Write out all of the entries exactly as given.

....

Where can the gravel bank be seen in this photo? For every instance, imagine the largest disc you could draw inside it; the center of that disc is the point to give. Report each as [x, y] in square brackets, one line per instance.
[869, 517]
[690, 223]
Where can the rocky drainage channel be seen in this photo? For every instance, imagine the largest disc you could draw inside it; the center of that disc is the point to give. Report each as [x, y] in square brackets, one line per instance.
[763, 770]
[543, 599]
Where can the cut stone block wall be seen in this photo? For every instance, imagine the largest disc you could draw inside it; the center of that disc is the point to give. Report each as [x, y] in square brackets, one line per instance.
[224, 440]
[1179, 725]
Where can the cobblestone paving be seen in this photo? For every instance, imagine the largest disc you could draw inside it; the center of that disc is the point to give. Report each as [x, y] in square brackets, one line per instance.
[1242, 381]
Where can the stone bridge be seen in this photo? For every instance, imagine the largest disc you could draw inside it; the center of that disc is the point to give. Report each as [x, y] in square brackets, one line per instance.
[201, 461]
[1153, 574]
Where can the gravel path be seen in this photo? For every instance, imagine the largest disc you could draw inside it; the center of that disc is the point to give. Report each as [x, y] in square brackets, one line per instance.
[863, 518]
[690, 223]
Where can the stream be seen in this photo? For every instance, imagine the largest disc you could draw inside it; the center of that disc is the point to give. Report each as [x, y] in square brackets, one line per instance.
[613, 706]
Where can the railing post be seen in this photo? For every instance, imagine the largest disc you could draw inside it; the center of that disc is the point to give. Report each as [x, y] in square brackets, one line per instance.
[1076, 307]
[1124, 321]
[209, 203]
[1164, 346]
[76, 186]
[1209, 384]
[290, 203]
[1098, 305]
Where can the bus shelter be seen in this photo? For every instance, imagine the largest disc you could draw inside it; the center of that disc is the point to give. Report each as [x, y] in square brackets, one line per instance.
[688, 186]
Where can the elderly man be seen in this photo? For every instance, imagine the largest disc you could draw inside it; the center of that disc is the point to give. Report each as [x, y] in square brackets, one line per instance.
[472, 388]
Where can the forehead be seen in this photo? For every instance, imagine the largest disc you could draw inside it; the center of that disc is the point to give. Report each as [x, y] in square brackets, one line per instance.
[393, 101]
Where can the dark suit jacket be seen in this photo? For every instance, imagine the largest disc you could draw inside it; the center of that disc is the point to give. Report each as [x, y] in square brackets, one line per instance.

....

Your response
Where can the gravel bank be seen in this photo? For every instance, imagine the largest disc you could draw inside it; the center of that disc is the point to give. Report each as [x, y] in square brackets, one line per instance.
[869, 517]
[690, 223]
Where can the rocky drainage channel be seen in this photo? For every instance, imagine the largest disc you could draw inside it; the center of that disc is the point to give. Report each as [x, y] in square brackets, one line per instance.
[763, 770]
[543, 599]
Where can the cut stone block wall be seen in this photo? For every instance, imagine the largest disc you could draw inside it; the center of that disc is the point to give. Report each as [x, y] in square brackets, one line per instance.
[224, 440]
[1179, 725]
Where can the cobblestone paving be seen in this photo? For every instance, imagine the largest disc you could draw inside it; the center of that disc is the point to give. Report each as [x, y] in square brackets, one line per instance.
[1242, 381]
Where can the stone bridge be seen in this photo? For every instance, imagine the largest disc you could draw inside it; the center of that disc is the point to give. Report each as [x, y] in square brackets, one line per instance.
[201, 461]
[1153, 574]
Where can the gravel path be seen in this photo? For every instance, imagine the largest disc you could draw inside it; the center of that disc is the point to give. Report each as [x, y] in square brackets, one line per instance.
[863, 518]
[690, 223]
Where can the stream be seen in this photo? For every instance, imagine the largest disc you could draw inside it; the center of that disc is the point to give. Report each as [x, y] in square brackets, one line per instance.
[613, 706]
Where can the railing post be seen in this photo? For every instance, imagine the largest disc you could draw inside it; the center of that disc is the point to give. Report each as [x, y] in square brackets, one line per instance.
[1076, 307]
[1124, 321]
[209, 203]
[1164, 346]
[76, 186]
[1209, 384]
[290, 203]
[1098, 305]
Where can the bus shelter be seen in this photo? For every instance, imagine the largest disc you could draw inside it; the center of that disc is the point to give. Report each as [x, y] in square brackets, one line per instance.
[688, 186]
Where can the elderly man be seen in this photo? For every instance, imagine the largest disc you could draw inside it; the center of that disc is the point to give. Report each as [x, y] in square brackets, one line per instance.
[472, 388]
Where can the forehead be seen in this photo? For every instance, imagine the largest disc you could draw inside it; the center of that disc is the point to give. Report each as [x, y] in square brackets, one line per instance.
[393, 101]
Where can the dark suit jacket be seen in this photo? For every instance, imagine the largest disc you could draw inside it; the center of that disc is the point to give. Report each as [x, y] in square brackets, one line per instance.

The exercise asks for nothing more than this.